▶ _Work instructions_
- 1) Answer these questions from the forum thread on blade cleaners:
(a) Why is carbon tet now banned?
(b) What two things does bobj3 say the cleaner will clean?
(c) Where does the last post say things that take tar off can be found?
- 2) Please repeat the forum thread on blade cleaners word for word from "Has anyone any" to "come by air.".
- 3) Turn the paragraph of the forum thread on blade cleaners that begins "If it turns out they are fundamentally alcohol" into a short list that keeps its main facts.

▶ _Selected text_
___

After looking at that article I think the bits I have are anti kick back. I also think the bits that came with me when I grabbed my brother's craftsman router (both still new in the package) were the old style. I have since misplaced all of those bits and the few times it has been warm enough to be in the garage this winter I have had other things on my mind besides finding them. I do remember that there were several cutters that could be put on the same pole (not all at the same time) and lots of small pieces that were easy to misplace.


----------



## istracpsboss (Sep 14, 2008)

Has anyone any pointers as to what the blade cleaning products are chemically, or whether they are similar to anything else, please?

I haven't seen any for sale here and I fancy trying to pull them the way I usually pull stuff may be problematical, as they are a liquid and would have to come by air.

If it turns out they are fundamentally alcohol, I can source that cheaply and easily at around a buck a pint locally! I used to have carbon tet, but that's banned now as it's carcinogenic. Solvents for things like Hammerite, I can get locally, if that were any use.

Does anyone know? The hazard labelling should give some sort of clue.

Cheers

Peter


----------



## bobj3 (Jan 17, 2006)

Hi Peter

I use the two items below, they both work very well 
I can't tell what's in the cleaner but it will clean many items like the smoke stains from cigs. and tar off the truck, it will not burn or to say flame up a match so to say it must not a be a dinosaur (oil) base item.

Bit & Blade Lubricant-2 oz.-Sommerfeld's Tools For Wood

Bit & Blade Cleaner-16oz.-Sommerfeld's Tools For Wood

========


----------



## xplorx4 (Dec 1, 2008)

Peter I use the same as BJ, works great but what it is ??? I could tell you what it smells like, but???


----------



## istracpsboss (Sep 14, 2008)

Tar off the truck may be a clue. There are things I can get down here in auto accessory places that do that. I think I've even got some. I'll have a play.

___

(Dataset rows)
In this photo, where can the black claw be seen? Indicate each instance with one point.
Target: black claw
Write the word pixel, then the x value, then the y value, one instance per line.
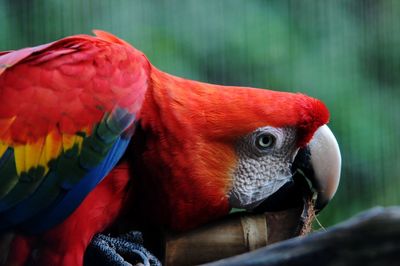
pixel 123 250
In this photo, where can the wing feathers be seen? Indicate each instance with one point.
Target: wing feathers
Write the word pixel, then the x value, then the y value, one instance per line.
pixel 66 113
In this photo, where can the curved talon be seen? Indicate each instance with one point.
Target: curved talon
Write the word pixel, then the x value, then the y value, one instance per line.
pixel 123 250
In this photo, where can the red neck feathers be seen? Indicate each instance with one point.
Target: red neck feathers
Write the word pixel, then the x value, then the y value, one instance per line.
pixel 188 146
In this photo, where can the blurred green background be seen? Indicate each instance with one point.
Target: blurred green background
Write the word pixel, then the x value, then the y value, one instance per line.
pixel 346 53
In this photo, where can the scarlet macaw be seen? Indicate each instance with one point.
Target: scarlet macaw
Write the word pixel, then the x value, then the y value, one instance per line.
pixel 89 127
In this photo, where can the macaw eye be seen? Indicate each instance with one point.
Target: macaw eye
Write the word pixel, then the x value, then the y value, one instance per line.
pixel 265 141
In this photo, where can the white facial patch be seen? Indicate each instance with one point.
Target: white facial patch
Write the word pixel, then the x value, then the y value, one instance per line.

___

▶ _Results for each task_
- 1)
(a) It is carcinogenic.
(b) Smoke stains from cigs and tar off the truck.
(c) In auto accessory places.

- 2)
Has anyone any pointers as to what the blade cleaning products are chemically, or whether they are similar to anything else, please?

I haven't seen any for sale here and I fancy trying to pull them the way I usually pull stuff may be problematical, as they are a liquid and would have to come by air.

- 3)
- If the products are basically alcohol, that can be bought cheaply and easily nearby, at about a buck a pint.
- Carbon tet was used before but is now banned because it is carcinogenic.
- Solvents for things like Hammerite are available locally.